+++ TASK MATERIAL +++

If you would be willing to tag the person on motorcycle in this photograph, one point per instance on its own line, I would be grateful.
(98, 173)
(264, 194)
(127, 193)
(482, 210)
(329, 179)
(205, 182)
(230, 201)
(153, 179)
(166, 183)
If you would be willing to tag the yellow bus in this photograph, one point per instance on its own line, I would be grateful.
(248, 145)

+++
+++ TASK MATERIAL +++

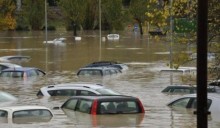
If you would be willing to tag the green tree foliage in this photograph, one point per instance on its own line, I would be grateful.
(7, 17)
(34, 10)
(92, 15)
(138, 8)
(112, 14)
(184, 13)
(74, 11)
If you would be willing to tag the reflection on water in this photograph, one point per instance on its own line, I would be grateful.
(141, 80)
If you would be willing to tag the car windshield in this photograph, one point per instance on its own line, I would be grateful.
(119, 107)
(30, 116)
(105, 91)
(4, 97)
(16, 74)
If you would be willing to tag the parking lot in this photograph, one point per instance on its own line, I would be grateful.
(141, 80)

+++
+++ TASK MATERIAL +++

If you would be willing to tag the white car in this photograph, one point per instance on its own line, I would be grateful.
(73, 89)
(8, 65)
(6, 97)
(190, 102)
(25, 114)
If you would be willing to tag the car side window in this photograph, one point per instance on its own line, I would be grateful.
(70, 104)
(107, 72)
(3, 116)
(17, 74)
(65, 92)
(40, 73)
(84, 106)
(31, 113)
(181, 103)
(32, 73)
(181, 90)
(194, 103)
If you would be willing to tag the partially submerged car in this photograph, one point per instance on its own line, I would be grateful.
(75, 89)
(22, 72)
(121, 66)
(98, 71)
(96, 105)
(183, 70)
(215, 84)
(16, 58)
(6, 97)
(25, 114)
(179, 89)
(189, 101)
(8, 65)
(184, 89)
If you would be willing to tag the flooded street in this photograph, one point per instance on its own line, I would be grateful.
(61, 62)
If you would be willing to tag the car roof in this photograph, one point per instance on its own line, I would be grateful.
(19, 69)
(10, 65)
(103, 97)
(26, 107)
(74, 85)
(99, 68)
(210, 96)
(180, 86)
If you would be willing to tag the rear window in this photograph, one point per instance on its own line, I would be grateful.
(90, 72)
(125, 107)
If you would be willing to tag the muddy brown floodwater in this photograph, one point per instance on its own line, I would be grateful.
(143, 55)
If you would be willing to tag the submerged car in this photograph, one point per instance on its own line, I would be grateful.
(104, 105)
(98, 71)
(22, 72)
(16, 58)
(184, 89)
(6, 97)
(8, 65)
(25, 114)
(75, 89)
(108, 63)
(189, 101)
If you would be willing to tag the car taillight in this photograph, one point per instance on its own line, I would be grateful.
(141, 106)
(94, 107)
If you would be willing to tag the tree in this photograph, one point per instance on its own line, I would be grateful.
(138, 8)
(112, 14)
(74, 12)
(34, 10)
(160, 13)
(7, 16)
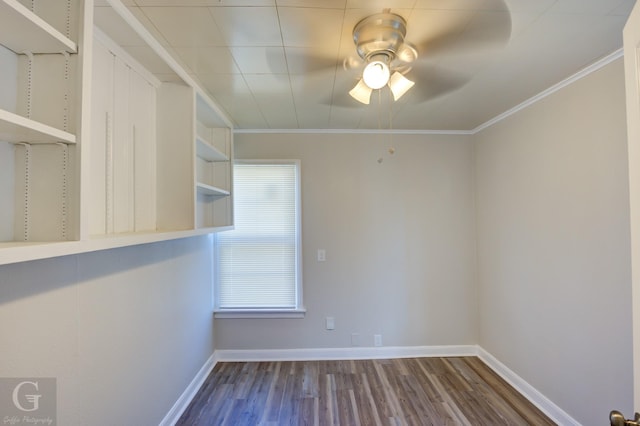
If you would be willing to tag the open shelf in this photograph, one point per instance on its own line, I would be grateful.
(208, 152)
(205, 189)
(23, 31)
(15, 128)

+++

REQUIREMENTS: Tally the lines in the material above that contain the string "window", with uppercase and lowercase letters treated as distinct, and give only the resulting number.

EXERCISE OUTPUT: 2